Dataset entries
━━━━
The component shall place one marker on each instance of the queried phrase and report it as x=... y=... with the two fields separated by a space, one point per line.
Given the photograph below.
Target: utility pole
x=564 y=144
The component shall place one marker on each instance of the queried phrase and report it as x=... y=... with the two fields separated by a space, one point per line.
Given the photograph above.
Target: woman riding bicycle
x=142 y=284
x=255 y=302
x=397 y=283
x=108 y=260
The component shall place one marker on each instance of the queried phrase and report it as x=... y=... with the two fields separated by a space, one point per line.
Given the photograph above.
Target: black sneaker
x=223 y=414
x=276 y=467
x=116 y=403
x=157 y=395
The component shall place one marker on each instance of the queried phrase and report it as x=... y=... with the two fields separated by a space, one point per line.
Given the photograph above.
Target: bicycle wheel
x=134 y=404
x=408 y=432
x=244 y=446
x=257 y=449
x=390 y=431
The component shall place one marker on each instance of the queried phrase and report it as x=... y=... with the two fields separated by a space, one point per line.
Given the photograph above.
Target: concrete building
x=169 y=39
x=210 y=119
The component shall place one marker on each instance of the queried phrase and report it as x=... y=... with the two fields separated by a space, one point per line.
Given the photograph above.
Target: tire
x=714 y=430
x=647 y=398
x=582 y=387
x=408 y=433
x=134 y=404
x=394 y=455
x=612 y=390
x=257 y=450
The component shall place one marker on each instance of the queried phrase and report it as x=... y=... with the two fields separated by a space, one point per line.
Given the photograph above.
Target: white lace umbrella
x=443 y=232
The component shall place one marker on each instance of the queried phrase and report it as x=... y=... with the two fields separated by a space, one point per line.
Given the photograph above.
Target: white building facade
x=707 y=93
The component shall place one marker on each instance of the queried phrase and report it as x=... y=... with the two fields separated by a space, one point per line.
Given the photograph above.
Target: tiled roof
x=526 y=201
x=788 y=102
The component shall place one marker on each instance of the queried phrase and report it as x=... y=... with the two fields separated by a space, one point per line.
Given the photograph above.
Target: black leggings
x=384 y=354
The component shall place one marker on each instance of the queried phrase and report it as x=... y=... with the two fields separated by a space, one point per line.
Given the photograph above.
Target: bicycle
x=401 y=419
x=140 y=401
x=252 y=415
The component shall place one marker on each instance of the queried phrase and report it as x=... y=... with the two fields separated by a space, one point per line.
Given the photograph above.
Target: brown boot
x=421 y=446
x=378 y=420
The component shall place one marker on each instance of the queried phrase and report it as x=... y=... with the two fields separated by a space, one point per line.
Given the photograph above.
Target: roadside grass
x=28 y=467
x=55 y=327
━━━━
## Task goal
Retype all of the items above word for word, line by line.

## Completed exercise
The component shall place one marker on each instance of the queried phrase and report it as x=... y=... with the two fields separated by a space, one point per line.
Given the photograph below.
Target: utility pole
x=564 y=144
The component shall place one marker on each instance of the queried phrase and report it as x=... y=... with the two fields separated by a space, one point per line.
Given the photograph above.
Target: woman riding bicycle
x=142 y=284
x=255 y=302
x=397 y=283
x=108 y=260
The component shall place one marker on each instance of the queried phrase and report it as x=... y=... with the two fields separated by a space, one point per line.
Given the photograph above.
Target: black sneaker
x=223 y=414
x=276 y=467
x=116 y=403
x=157 y=395
The component shall place one marker on each instance of the queried phrase and report it as x=... y=... with the two fields separated by a space, one point per line.
Given the photograph above.
Target: bicycle wheel
x=134 y=404
x=408 y=432
x=244 y=446
x=257 y=449
x=390 y=431
The component shall place one marker on each instance of the queried phrase and report it as x=... y=... with the two fields separated by a space, one point per line.
Given the photograph above.
Target: concrete building
x=169 y=39
x=210 y=119
The component shall place one marker on each instance of the queried phrase and report it as x=... y=... with the two fields separated by a space, one point per line.
Given the photograph above.
Target: tire
x=714 y=430
x=647 y=398
x=582 y=387
x=408 y=433
x=134 y=404
x=394 y=455
x=612 y=390
x=257 y=450
The component shall place one marker on each instance of the queried phrase and report it as x=... y=... with the two fields separated by a space, one point per line.
Given the photograph above.
Target: white lace umbrella
x=443 y=232
The component shall place one marker on each instance of the queried phrase and report it as x=... y=... with the two fields separated by a space, one point per line.
Given the photograph above.
Target: white building facade
x=707 y=93
The component shall place one marker on each instance of the queried phrase and report it as x=... y=... with the two fields separated by a space, one point per line.
Given the photograph above.
Target: tiled roof
x=526 y=201
x=788 y=102
The component shall place one marker on each instance of the queried phrase and report it as x=... y=... with the two fields separated by a space, one point per line.
Given the photograph above.
Target: black leggings
x=384 y=354
The component shall place one marker on each instance of the queried phrase and report it as x=... y=... with the two fields separated by a space, one point per line.
Given the photograph above.
Target: bicycle
x=401 y=419
x=140 y=401
x=252 y=415
The component shall place one marker on each instance of the queried phrase and report it as x=... y=... with the two fields separated by a space, one point per line.
Given the photograph above.
Target: brown boot
x=421 y=446
x=378 y=420
The component shall place one marker on each instance of the queried phrase and report it as x=... y=... with the two fields separated by a space, one point per line.
Given the photograph above.
Target: roadside grass
x=28 y=467
x=55 y=327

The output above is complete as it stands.